▶ **Task details**
Rescale the stretch from the line containing "[segment] hazy sky" through the line containing "[[0,83],[88,75],[99,31],[124,0],[0,0]]", both ends included, and write out only those lines again, requests and all. Multiply every coordinate in the answer outlines by 2.55 and round to whole numbers, halves up, leaving the requests and their format samples unchanged.

** BEGIN **

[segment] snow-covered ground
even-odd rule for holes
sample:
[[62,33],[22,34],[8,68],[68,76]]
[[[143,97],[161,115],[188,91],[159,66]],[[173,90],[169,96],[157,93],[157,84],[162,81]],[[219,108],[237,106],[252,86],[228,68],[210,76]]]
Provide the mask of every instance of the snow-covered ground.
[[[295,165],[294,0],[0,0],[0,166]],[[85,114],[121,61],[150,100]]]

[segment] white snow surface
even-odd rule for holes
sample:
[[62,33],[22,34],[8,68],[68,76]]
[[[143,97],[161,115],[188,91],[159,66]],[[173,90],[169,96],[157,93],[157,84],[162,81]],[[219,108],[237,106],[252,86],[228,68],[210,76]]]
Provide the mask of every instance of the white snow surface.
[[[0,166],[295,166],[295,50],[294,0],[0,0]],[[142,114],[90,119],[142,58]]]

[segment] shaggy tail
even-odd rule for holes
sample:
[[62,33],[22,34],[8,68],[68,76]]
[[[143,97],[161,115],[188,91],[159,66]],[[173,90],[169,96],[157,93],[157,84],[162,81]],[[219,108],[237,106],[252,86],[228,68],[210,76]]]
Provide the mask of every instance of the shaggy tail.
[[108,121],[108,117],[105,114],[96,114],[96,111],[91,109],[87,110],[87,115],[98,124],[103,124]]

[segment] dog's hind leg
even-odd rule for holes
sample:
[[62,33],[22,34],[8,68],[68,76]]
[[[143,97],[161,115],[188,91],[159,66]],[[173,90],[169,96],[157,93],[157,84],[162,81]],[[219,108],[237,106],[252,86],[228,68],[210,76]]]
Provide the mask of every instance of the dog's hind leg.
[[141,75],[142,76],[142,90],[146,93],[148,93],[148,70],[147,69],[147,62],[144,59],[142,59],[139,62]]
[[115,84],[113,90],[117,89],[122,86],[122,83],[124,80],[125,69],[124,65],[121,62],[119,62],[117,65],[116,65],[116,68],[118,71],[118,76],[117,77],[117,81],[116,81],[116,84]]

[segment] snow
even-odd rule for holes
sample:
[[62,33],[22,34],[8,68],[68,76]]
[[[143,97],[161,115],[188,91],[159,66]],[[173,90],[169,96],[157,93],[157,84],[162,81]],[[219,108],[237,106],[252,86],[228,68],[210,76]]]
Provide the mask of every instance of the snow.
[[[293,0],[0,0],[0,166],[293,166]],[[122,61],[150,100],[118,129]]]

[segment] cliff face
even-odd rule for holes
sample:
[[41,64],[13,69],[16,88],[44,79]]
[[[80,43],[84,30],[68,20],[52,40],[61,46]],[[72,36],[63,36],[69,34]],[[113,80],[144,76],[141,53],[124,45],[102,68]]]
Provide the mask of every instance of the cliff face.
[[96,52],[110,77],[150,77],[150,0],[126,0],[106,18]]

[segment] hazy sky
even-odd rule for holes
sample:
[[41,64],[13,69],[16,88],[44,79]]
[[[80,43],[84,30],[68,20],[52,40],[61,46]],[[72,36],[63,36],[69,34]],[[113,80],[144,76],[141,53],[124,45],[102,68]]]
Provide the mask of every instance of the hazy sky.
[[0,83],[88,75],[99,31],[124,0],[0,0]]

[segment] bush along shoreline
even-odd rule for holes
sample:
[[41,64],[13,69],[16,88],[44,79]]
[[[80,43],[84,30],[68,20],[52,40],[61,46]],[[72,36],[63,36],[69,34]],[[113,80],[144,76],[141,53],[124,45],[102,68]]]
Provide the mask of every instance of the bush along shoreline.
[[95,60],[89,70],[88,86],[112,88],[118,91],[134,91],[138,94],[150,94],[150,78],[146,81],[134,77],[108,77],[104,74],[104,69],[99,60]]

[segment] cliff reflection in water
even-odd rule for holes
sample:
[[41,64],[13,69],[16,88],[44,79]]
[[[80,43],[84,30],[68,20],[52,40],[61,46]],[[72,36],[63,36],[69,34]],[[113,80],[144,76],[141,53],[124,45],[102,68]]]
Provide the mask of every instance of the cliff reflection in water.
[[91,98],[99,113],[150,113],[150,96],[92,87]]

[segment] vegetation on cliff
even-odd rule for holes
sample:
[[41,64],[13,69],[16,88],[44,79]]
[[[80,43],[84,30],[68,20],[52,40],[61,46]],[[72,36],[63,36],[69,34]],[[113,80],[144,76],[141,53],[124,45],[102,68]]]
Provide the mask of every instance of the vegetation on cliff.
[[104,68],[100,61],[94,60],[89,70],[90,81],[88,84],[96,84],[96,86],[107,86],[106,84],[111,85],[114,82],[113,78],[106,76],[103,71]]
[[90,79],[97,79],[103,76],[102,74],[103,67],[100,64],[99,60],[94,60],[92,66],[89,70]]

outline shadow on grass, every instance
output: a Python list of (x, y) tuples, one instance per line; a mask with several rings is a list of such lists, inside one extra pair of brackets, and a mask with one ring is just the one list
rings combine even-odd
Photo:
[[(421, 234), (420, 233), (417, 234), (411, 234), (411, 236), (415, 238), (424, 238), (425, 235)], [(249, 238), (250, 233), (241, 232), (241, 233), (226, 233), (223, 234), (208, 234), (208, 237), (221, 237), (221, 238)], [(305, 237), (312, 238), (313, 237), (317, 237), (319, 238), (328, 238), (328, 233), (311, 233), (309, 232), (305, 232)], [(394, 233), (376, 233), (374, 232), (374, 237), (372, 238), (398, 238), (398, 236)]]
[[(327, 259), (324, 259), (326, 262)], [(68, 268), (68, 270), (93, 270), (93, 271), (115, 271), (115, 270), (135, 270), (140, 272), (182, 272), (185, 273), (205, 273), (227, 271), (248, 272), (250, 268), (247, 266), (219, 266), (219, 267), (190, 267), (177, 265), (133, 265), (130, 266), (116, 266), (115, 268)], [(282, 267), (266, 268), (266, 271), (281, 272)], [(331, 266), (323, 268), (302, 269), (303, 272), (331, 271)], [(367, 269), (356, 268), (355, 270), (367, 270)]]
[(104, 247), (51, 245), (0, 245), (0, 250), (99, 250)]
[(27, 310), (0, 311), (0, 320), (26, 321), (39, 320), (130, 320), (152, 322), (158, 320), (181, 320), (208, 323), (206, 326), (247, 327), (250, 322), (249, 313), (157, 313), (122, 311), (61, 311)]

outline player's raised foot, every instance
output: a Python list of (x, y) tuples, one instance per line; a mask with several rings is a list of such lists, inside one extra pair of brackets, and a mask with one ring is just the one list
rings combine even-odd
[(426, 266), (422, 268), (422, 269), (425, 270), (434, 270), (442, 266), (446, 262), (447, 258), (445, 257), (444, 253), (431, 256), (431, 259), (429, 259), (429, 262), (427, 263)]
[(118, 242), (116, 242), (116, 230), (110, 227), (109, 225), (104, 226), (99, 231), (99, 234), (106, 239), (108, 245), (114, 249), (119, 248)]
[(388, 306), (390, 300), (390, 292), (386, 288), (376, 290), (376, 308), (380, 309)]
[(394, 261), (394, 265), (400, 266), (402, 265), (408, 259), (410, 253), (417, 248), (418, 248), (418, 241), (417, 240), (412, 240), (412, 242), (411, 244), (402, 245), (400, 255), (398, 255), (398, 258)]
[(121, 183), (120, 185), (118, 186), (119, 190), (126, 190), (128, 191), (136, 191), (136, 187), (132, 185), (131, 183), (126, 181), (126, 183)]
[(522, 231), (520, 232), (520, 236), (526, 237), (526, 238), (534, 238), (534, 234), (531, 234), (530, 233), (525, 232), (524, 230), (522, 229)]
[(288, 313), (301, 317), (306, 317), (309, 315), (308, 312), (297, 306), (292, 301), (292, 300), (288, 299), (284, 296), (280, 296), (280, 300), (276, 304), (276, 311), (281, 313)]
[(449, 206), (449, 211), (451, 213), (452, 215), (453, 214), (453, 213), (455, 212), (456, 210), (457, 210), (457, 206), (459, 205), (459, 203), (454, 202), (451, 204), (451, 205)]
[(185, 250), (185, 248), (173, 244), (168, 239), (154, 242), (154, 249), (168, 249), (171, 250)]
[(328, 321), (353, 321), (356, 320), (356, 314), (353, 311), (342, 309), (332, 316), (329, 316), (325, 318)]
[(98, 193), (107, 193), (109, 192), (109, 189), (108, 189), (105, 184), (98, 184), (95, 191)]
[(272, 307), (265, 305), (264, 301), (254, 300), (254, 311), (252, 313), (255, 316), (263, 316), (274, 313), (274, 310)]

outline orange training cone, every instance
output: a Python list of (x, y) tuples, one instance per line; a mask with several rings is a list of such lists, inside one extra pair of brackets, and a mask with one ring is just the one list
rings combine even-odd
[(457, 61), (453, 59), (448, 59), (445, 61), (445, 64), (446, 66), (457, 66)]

** END **

▶ **Response to this exercise**
[segment] hazy sky
even-odd rule for holes
sample:
[[41,64],[13,69],[16,88],[44,79]]
[[[80,43],[84,30],[68,20],[52,40],[61,46]],[[72,36],[63,36],[69,34]],[[113,80],[144,76],[141,53],[124,45],[102,68]]]
Provide the mask of every instance of the hazy sky.
[[0,212],[224,191],[252,79],[316,0],[0,0]]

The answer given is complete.